- _COMPITO_
Per favore, continua l'estratto sul film di Yoji Yamada per il centenario della Shochiku, riprendendo subito dopo la sua ultima frase.

La Shochiku è una delle case di produzioni giapponesi più longeve e di successo, quella che ha prodotto, fra le altre cose, anche film di Yasujiro Ozu, Keisuke Kinoshita, Mikio Naruse, Hiroshi Shimizu e Yoji Yamada. Quest’ultimo, novant’anni il prossimo settembre, è anche colui che, grazie ai quarantanove film della serie Tora-san, da lui realizzati fra il 1969 ed il 1995, contribuì a mantenere a galla la compagnia durante gli anni settanta e ottanta, quando il cinema del Sol Levante attraversò un periodo di crisi. Yamada è stato spesso chiamato dalla Shochiku per celebrare anniversari e date speciali, e non poteva essere altrimenti anche questa volta, quando l’anniversario è davvero importante, infatti nel 2020 si sono celebrati i primi cento anni della compagnia.

L’anno scorso però colui che doveva essere il protagonista del film celebrativo di Yamada, Ken Shimura, è tragicamente stato la prima vittima illustre della pandemia in Giappone. Questa disgrazia unita alla situazione assai difficile in cui tutto il movimento del cinema si è trovato a causa del Covid-19, ha ritardato le riprese del film che alla fine si è fatto lo stesso, con un diverso protagonista naturalmente e con una storia che in parte riflette anche il periodo in cui il lungometraggio è stato girato.

Il film si intitola Kinema no kami sama, titolo internazionale It’s a flickering Life, ed è uscito nelle sale dell’arcipelago alcuni giorni fa. Il numero dei contagiati sta però aumentando esponenzialmente in tutto il Giappone e specialmente a Tokyo, e non si sa ancora come questo influenzerà la gestione dei teatri e quindi ancora per quanto tempo il film resterà in visione. Come già con Kinema no tenchi del 1986, Yamada affronta il tema del cinema del passato adattando per il grande schermo un libro di successo di Maha Harada. Il film racconta la storia di Go, un settantottenne fallito e giocatore incallito in brutti rapporti con la moglie e la figlia divorziata. Assieme alla moglie e all’amico Terashin, gestore di un piccolo cinema di periferia, prova a mettere in sesto la sua vita ricordando quando, quasi mezzo secolo prima, i tre erano parte del vibrante mondo del cinema giapponese del dopoguerra. La narrazione si svolge quindi su due piani temporali, il presente, in cui anche la pandemia è parte di alcuni snodi importanti dell’azione, ed il passato quando i tre giovani ed il loro gruppo di amici e colleghi cercano di realizzare i loro sogni nel mondo della settima arte.

- _MATERIALE DI STUDIO_
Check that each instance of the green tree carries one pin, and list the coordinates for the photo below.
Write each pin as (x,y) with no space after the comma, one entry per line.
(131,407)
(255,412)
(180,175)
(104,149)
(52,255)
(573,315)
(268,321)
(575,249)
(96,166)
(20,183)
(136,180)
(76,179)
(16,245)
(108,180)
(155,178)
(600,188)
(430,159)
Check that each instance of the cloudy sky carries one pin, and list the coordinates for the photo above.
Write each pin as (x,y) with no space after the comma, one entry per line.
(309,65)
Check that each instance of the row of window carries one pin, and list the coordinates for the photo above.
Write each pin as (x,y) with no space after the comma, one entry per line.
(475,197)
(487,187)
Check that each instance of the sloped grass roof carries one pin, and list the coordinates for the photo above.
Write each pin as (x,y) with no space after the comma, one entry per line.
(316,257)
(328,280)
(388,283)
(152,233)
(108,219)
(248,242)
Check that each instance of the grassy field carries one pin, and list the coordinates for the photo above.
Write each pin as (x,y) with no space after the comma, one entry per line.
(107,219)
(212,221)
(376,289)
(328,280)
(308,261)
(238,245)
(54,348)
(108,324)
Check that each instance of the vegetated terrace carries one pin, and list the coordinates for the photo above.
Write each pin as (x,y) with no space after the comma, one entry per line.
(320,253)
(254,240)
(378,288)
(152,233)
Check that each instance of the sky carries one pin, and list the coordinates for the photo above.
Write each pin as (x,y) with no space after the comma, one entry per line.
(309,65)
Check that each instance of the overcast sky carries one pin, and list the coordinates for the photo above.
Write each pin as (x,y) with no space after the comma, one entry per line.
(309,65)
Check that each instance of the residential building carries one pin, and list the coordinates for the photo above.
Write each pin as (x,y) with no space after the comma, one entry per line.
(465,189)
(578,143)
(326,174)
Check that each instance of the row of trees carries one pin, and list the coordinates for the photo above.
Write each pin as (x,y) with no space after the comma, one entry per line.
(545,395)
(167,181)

- _RISPOSTA_
La differenza estetica tra questi due piani temporali è piuttosto marcata e ciò che funziona meglio nel lungometraggio è tutta la parte ambientata negli studi della Shochiku, con chiare allusioni al periodo d’oro del cinema giapponese, quello vissuto anche da Yamada in giovanissima età, prima come spettatore e poi come aiuto regista o sceneggiatore. I colori, le luci, e l’atmosfera di vivacità e di speranza che animano tutte le scene si riflettono anche nelle prestazioni degli attori, specialmente Masaki Suda che interpreta in modo molto convincente il giovane Go, aiuto regista con grandi idee per il futuro del cinema. Purtroppo tutta la parte ambientata nel tempo presente lascia un po’ a desiderare, ci sono i classici momenti di ilarità e anche quelli strappalacrime, il tempo che passa e che cambia tutto, che caratterizzano tutto il cinema di Yamada, ma sembra che manchi qualcosa a tenere assieme il tutto. Nonostante gli attori siano nomi affermati come Kenji Sawada, Nobuko Miyamoto e Shinobu Terajima, la pandemia e tutti i problemi avuti in fase di produzione hanno contribuito a sfilacciare qualcosa che, nei piani di Yamada, doveva essere forse più omogeneo.